[Entries from a dataset]
***
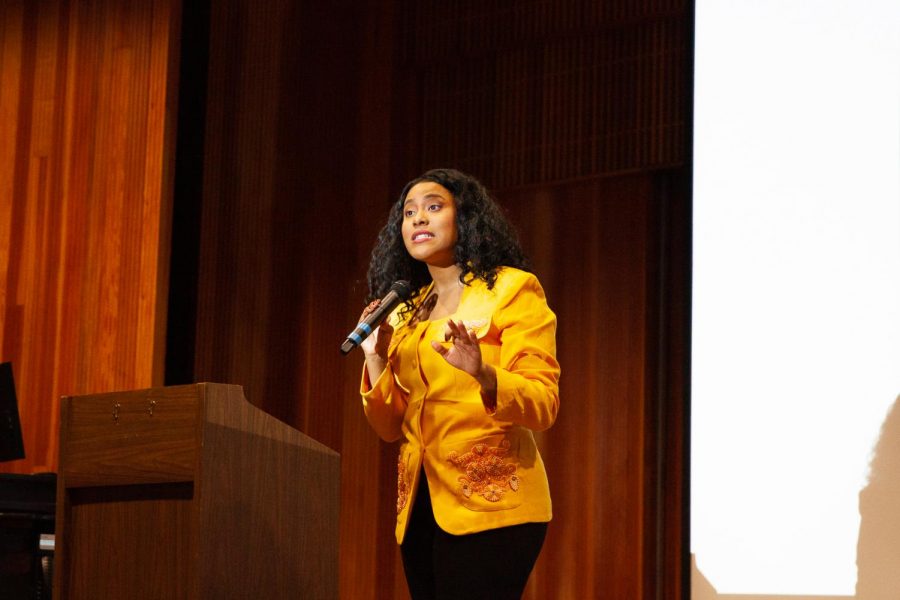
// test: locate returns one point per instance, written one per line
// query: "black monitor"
(11, 445)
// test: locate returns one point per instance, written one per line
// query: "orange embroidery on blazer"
(486, 473)
(402, 486)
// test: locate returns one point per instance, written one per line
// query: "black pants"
(493, 564)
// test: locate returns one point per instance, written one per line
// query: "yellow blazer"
(484, 470)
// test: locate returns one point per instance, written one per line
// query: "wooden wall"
(86, 147)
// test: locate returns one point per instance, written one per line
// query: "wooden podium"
(191, 492)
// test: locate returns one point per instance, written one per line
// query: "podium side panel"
(130, 542)
(270, 508)
(146, 436)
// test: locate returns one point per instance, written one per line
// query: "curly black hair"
(485, 239)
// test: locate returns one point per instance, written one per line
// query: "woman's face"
(429, 224)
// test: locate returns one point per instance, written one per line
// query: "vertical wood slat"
(86, 189)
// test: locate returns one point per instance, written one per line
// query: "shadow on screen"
(878, 544)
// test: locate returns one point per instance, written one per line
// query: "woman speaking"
(462, 373)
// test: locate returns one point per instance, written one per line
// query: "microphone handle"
(365, 329)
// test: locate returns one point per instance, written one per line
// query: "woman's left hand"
(464, 352)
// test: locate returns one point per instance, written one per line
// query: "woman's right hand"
(376, 345)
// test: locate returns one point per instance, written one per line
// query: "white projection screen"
(795, 443)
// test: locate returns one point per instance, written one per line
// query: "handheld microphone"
(400, 291)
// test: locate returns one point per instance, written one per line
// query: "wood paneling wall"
(86, 146)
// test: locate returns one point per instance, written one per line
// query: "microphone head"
(402, 289)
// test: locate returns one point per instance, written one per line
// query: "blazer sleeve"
(528, 373)
(384, 400)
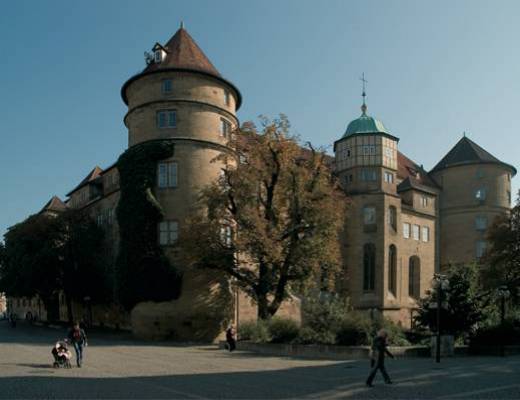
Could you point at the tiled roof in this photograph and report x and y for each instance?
(55, 204)
(183, 52)
(412, 175)
(95, 173)
(468, 152)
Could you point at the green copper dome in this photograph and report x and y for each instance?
(365, 124)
***
Restate word for word the lines from the one holding "Could you point at the tiled" to the end of the listing, both ends included, and nothing more.

Could you point at the tiled roof in this photograph and report x and y for each instance?
(55, 204)
(183, 52)
(412, 175)
(95, 173)
(468, 152)
Could you point at the green copper dome in this photograph and report x and y for each instance?
(365, 124)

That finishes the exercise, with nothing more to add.